> _EXERCISE PASSAGE_:
Answer Strategies - Quick Start Guide

This guide will help you quickly get started with answer strategies for RAG-based question answering.

What Are Answer Strategies?

Answer strategies implement Retrieval-Augmented Generation (RAG) - they search documentation, retrieve relevant pages, and use an LLM to generate answers to user questions.

Quick Test

1. Run Tests Locally (Recommended)

# Run comprehensive test suite with timing breakdown
deno task answer

This will:

Load test questions from testing/questions.ts
Run each question through the active answer strategy
Show detailed timing breakdown (search, context prep, LLM call)
Display search results used for context
Show generated answers
Provide summary statistics

2. Test via API Endpoints

Start the Server

deno task serve

Test Single Questions

# Basic question
curl "http://localhost:8000/answer?q=How+do+I+use+the+Groq+API"

> _WORK INSTRUCTION 1_:
In the answer strategies guide, write out the part starting with "This guide will" and going on through "to user questions.".
> _WORK INSTRUCTION 2_:
In the answer strategies guide, which file are the test questions loaded from when the tests run locally?
> _WORK INSTRUCTION 3_:
Based on the answer strategies guide, decide whether each statement is true: (a) Running the tests locally shows a timing breakdown that includes the LLM call. (b) The guide recommends testing through API endpoints rather than running tests locally. (c) The server is started with the command deno task serve.

> _INPUT DATA_:
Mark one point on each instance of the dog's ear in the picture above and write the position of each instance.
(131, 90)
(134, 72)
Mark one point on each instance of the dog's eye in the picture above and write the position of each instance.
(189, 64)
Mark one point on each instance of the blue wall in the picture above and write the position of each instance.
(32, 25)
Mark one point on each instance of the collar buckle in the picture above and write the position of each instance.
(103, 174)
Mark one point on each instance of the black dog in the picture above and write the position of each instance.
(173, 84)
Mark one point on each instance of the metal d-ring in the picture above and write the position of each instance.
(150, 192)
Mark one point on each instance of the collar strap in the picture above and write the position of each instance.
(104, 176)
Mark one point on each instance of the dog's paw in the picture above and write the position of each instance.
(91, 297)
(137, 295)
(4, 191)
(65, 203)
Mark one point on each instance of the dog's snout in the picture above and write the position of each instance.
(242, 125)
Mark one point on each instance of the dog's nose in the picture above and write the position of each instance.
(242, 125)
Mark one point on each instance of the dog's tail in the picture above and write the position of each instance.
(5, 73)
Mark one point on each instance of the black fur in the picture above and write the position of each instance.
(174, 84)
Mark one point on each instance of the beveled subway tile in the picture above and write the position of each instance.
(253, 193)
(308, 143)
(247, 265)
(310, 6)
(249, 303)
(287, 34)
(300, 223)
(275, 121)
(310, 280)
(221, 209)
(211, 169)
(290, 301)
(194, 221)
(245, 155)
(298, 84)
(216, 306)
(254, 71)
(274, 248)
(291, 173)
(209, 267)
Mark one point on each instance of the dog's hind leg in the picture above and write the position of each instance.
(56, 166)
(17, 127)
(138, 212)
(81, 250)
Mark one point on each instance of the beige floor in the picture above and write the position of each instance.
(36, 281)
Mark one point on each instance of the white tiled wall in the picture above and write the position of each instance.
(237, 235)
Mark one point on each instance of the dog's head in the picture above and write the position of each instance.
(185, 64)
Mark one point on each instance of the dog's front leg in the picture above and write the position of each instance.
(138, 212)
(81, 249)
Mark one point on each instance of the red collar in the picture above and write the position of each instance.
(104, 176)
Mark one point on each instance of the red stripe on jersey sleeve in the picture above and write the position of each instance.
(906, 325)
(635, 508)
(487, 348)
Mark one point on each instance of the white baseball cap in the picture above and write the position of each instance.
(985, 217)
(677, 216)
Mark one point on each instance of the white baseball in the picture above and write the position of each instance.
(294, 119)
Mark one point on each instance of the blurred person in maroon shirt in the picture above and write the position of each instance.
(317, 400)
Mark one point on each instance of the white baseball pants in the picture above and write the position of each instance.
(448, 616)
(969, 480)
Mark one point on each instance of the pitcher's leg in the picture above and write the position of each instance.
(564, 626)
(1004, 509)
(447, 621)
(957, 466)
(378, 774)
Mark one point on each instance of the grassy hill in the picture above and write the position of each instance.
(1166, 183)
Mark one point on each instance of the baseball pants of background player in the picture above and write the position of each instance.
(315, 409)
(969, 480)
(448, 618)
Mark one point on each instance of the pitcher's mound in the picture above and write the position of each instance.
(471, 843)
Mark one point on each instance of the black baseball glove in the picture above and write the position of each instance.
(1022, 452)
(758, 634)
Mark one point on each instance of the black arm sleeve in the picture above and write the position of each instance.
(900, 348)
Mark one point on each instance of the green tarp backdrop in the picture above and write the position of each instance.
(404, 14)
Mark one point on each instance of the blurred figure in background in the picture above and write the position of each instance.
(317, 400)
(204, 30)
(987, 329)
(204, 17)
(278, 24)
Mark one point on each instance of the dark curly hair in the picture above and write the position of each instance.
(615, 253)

> _WRITTEN SOLUTION 1_:
This guide will help you quickly get started with answer strategies for RAG-based question answering.

What Are Answer Strategies?

Answer strategies implement Retrieval-Augmented Generation (RAG) - they search documentation, retrieve relevant pages, and use an LLM to generate answers to user questions.

> _WRITTEN SOLUTION 2_:
testing/questions.ts

> _WRITTEN SOLUTION 3_:
(a) Yes: "Show detailed timing breakdown (search, context prep, LLM call)"
(b) No: "1. Run Tests Locally (Recommended)"
(c) Yes: "deno task serve"